THE EXERCISE – Could you copy the items below word for word, beginning at their first line and stopping after the line that contains "column 561, row 265"?

LISTED ENTRIES –

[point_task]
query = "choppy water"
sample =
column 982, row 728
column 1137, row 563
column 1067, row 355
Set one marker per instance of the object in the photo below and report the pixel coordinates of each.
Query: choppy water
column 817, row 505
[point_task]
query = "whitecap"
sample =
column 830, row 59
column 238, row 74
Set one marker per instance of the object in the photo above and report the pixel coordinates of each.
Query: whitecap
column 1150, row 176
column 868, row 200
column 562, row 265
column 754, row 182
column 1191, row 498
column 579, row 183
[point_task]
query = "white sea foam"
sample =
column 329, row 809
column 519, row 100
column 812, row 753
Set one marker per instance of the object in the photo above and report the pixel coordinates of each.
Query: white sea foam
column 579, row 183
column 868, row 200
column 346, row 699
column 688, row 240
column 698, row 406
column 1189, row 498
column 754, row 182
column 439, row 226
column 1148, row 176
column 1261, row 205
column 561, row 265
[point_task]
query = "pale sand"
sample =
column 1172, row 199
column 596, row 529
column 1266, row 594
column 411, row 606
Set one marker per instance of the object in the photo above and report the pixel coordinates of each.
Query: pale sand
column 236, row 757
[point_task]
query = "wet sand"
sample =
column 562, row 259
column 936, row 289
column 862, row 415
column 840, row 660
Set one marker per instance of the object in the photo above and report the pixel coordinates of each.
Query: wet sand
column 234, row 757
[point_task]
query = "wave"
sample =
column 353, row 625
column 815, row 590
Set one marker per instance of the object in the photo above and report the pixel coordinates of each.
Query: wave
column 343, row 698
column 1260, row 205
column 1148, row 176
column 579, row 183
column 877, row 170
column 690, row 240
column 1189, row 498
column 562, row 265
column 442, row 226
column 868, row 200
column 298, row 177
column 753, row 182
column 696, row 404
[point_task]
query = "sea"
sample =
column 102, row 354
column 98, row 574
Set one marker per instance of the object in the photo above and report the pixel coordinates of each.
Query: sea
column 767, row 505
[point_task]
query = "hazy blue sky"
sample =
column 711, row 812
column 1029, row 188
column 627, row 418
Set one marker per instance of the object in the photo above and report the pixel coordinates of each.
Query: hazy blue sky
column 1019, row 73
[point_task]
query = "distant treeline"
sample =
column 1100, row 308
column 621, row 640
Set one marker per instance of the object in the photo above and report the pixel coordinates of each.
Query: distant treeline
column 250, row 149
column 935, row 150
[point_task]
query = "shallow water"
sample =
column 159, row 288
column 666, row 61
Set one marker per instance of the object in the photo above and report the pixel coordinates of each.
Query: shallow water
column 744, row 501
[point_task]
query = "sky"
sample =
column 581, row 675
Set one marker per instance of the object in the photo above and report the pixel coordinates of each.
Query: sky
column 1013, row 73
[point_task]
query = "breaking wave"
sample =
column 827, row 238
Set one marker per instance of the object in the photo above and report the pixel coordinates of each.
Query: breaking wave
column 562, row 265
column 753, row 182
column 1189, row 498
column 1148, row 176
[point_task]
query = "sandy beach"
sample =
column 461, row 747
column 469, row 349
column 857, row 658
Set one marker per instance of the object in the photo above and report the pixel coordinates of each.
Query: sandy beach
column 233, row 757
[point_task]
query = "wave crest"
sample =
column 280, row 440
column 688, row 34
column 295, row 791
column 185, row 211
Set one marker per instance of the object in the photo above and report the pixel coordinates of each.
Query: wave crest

TASK SOLUTION –
[point_task]
query = "choppy water"
sample =
column 982, row 728
column 1137, row 563
column 1067, row 355
Set one marker per instance of the object in the photo below and report the pixel coordinates of each.
Query: choppy water
column 817, row 505
[point_task]
query = "whitecap"
sample =
column 830, row 59
column 238, row 74
Set one marker per instance of the object in the photo above and report the pixel coordinates of each.
Query: whitecap
column 1150, row 176
column 868, row 200
column 562, row 265
column 754, row 182
column 1191, row 498
column 579, row 183
[point_task]
query = "white sea foam"
sample =
column 329, row 809
column 519, row 100
column 812, row 753
Set one marker per instance of the object in the photo above and report the pixel coordinates of each.
Query: white sea foam
column 579, row 183
column 868, row 200
column 346, row 699
column 688, row 240
column 698, row 406
column 1189, row 498
column 754, row 182
column 439, row 226
column 1148, row 176
column 1261, row 205
column 561, row 265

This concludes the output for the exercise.